• Goal of the exercise
Exactly repeat the line that contains "If you could pick out the blue jeans", then every line after it up to and including the final line.

• Stored records
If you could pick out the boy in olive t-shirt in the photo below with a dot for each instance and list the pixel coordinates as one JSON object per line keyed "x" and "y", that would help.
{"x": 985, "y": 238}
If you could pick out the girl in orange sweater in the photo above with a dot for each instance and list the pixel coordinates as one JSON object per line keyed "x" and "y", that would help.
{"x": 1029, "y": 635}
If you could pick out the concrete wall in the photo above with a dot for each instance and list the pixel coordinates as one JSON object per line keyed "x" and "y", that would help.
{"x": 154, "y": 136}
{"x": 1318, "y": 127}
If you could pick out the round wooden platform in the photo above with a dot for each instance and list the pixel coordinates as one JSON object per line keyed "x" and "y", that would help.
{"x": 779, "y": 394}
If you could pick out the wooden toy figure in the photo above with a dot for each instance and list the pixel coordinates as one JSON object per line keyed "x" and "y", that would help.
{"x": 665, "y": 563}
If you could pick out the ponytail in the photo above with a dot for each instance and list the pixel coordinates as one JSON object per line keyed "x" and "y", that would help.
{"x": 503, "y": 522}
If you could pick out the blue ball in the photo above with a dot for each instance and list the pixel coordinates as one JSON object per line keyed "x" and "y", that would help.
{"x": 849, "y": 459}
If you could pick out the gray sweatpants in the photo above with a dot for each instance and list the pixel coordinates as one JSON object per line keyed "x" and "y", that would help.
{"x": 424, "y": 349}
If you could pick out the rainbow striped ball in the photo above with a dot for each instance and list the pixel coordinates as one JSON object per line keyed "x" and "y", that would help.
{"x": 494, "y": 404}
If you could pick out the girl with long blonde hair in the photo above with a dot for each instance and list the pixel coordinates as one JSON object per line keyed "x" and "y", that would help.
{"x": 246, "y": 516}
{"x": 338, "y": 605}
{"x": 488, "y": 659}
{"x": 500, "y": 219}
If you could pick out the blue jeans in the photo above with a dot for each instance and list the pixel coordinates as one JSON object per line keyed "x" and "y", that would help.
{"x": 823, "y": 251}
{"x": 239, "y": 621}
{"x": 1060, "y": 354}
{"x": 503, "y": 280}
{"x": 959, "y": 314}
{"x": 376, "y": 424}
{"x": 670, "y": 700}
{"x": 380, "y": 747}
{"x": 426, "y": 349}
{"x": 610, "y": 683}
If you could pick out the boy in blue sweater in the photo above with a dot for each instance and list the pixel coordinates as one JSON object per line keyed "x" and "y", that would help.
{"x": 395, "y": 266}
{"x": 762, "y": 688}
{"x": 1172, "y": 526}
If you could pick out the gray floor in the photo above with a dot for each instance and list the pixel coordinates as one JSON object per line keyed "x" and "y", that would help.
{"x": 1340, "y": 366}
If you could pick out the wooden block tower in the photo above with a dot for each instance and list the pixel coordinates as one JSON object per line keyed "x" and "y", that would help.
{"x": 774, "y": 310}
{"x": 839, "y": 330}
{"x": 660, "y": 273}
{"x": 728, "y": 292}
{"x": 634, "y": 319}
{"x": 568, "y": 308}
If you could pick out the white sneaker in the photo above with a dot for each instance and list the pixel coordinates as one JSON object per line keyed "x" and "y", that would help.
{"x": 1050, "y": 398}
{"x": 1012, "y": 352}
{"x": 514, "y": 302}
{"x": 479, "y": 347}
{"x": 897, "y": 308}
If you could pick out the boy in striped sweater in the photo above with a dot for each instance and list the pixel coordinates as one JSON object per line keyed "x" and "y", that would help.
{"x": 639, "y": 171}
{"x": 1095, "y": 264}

• Final result
If you could pick out the blue jeans in the photo above with a dot for each instance and list the pixel coordinates as one JSON object per line keyed "x" and "y", that would help.
{"x": 823, "y": 251}
{"x": 239, "y": 621}
{"x": 1060, "y": 354}
{"x": 503, "y": 280}
{"x": 959, "y": 314}
{"x": 376, "y": 424}
{"x": 670, "y": 700}
{"x": 380, "y": 747}
{"x": 426, "y": 349}
{"x": 610, "y": 683}
If you could pick out the boy in blue sweater in the photo above with a dot for each instance and list the pixel coordinates as one JSON object per line keyed "x" and "y", that would help.
{"x": 395, "y": 266}
{"x": 762, "y": 688}
{"x": 1172, "y": 526}
If you could pick out the gray floor in the photo above with a dot for each instance and list the pixel coordinates as one JSON object per line keyed "x" and "y", that would help.
{"x": 1340, "y": 366}
If you could pick out the wooden block tower in the photo above with a dot for each instance and list the pixel coordinates as one JSON object per line keyed "x" and "y", that would help.
{"x": 774, "y": 310}
{"x": 839, "y": 330}
{"x": 660, "y": 273}
{"x": 728, "y": 292}
{"x": 634, "y": 319}
{"x": 568, "y": 308}
If you could pick out the white sneaker in the photo above with a dot for each instance and list the pixel coordinates as one JSON object per line keyed "x" and "y", that would help.
{"x": 1050, "y": 398}
{"x": 1012, "y": 352}
{"x": 514, "y": 302}
{"x": 479, "y": 347}
{"x": 897, "y": 308}
If you could pick out the boy in striped sweater in the photo above with a dot for each instance and list the pixel coordinates as one JSON object per line keyed "x" and "y", that would help.
{"x": 639, "y": 171}
{"x": 1095, "y": 264}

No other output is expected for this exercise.